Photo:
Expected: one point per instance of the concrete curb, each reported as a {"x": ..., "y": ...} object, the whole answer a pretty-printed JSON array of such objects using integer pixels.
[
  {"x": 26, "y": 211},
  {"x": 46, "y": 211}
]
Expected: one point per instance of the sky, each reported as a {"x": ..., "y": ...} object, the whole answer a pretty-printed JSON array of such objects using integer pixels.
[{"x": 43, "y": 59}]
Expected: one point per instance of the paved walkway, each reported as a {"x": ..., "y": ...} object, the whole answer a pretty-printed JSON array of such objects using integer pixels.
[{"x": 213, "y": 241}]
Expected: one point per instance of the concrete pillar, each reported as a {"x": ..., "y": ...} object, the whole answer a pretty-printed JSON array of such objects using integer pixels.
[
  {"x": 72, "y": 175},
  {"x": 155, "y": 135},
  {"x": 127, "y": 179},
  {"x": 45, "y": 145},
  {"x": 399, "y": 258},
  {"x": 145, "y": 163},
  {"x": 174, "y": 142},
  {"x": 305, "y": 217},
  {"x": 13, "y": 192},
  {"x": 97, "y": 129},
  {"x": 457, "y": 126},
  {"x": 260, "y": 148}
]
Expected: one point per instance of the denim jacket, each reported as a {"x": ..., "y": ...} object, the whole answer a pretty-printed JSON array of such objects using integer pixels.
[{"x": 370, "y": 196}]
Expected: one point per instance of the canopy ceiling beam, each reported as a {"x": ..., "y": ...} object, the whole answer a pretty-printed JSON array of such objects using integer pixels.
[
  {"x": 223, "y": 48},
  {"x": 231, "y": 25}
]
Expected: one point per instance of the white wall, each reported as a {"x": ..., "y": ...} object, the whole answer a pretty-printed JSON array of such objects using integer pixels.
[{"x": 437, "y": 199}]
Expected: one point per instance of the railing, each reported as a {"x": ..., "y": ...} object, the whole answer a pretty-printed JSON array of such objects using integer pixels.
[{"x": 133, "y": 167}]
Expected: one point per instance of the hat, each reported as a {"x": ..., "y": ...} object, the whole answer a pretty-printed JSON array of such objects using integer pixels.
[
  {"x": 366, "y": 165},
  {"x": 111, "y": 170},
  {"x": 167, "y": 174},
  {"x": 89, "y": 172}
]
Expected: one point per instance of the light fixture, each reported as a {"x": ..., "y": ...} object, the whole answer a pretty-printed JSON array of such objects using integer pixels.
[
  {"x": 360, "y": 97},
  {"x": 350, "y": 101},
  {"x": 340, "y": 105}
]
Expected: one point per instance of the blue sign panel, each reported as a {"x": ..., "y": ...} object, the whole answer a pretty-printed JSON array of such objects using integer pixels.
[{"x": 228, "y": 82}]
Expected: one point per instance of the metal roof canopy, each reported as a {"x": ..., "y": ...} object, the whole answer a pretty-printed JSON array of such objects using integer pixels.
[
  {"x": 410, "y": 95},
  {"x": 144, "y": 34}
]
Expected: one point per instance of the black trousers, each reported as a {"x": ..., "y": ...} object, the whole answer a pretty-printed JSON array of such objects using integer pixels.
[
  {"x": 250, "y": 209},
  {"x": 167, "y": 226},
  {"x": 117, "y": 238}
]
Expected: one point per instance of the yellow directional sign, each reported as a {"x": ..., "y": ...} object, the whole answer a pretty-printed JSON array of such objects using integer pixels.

•••••

> Given problem: Rewrite all the records above, putting "whole-number pixel coordinates" wherever "integer pixels" appears and leaving everything else unchanged.

> Exercise output:
Photo:
Expected: one point per instance of the concrete curb, each reported as a {"x": ..., "y": ...} object, the whole answer a pretty-printed JSON array of such objects using whole-number pixel coordinates.
[
  {"x": 26, "y": 211},
  {"x": 46, "y": 211}
]
Expected: one point per instance of the sky, each reported as a {"x": ..., "y": ...} object, the whole answer a pretty-printed JSON array of such objects using whole-number pixel coordinates.
[{"x": 43, "y": 59}]
Expected: one point per instance of the paved walkway, each reported as a {"x": ..., "y": ...} object, the whole answer a pretty-printed JSON array of such objects using whole-number pixel coordinates.
[{"x": 213, "y": 241}]
Expected: one point per instance of the concrete pillar, each reported as a {"x": ..., "y": ...} object, the whole answer a pretty-printed JSON array of such objects using whole-number pixel coordinates.
[
  {"x": 72, "y": 175},
  {"x": 155, "y": 135},
  {"x": 127, "y": 179},
  {"x": 45, "y": 145},
  {"x": 399, "y": 258},
  {"x": 145, "y": 163},
  {"x": 174, "y": 142},
  {"x": 305, "y": 217},
  {"x": 13, "y": 192},
  {"x": 97, "y": 129},
  {"x": 457, "y": 126},
  {"x": 260, "y": 148}
]
Expected: one point per instance of the denim jacket, each reported as a {"x": ..., "y": ...} object, the whole answer a pretty-printed JSON array of such objects using whole-number pixel coordinates.
[{"x": 370, "y": 196}]
Expected: one point per instance of the canopy ceiling beam, each reported as a {"x": ..., "y": ...} object, the whole answer a pretty-printed JSON array of such objects using whole-number pixel coordinates.
[
  {"x": 223, "y": 48},
  {"x": 231, "y": 25}
]
Expected: one point per instance of the white wall, each reported as a {"x": ..., "y": ...} object, the whole answer a pretty-printed JSON array of such objects using whole-number pixel coordinates.
[{"x": 437, "y": 199}]
Expected: one point per instance of the railing, each reported as a {"x": ..., "y": ...} object, the whole answer a pretty-printed JSON array of such objects using whole-number pixel coordinates.
[{"x": 133, "y": 167}]
Expected: one point per instance of the hat, each reported as a {"x": ..., "y": ...} object, the whole answer a pretty-printed JSON array of such objects using whole-number pixel coordinates.
[
  {"x": 366, "y": 165},
  {"x": 111, "y": 170},
  {"x": 167, "y": 174},
  {"x": 89, "y": 172}
]
Expected: one point per instance of the light fixture, each reported as a {"x": ..., "y": ...} object, the whole answer a pretty-printed JSON array of such objects using whole-number pixel coordinates.
[
  {"x": 360, "y": 97},
  {"x": 350, "y": 101},
  {"x": 340, "y": 105}
]
Expected: one point per instance of the blue sign panel, each reported as a {"x": ..., "y": ...} object, the whole answer a pretty-printed JSON array of such objects using whole-number pixel coordinates.
[{"x": 228, "y": 82}]
Expected: one point per instance of the metal roof canopy, each reported as a {"x": ..., "y": ...} object, the whole answer a pretty-printed JSON array of such objects using whole-number pixel coordinates.
[
  {"x": 410, "y": 95},
  {"x": 144, "y": 34}
]
Expected: one point per instance of the black trousers, each reported as a {"x": ..., "y": ...} object, the whole answer a pretty-printed JSON array of such objects using whole-number pixel coordinates.
[
  {"x": 250, "y": 209},
  {"x": 167, "y": 226},
  {"x": 117, "y": 238}
]
Expected: one point per instance of the yellow directional sign, each reported as a {"x": ..., "y": ...} object, the whole answer a pretty-printed JSON array of such objects using whole-number pixel coordinates.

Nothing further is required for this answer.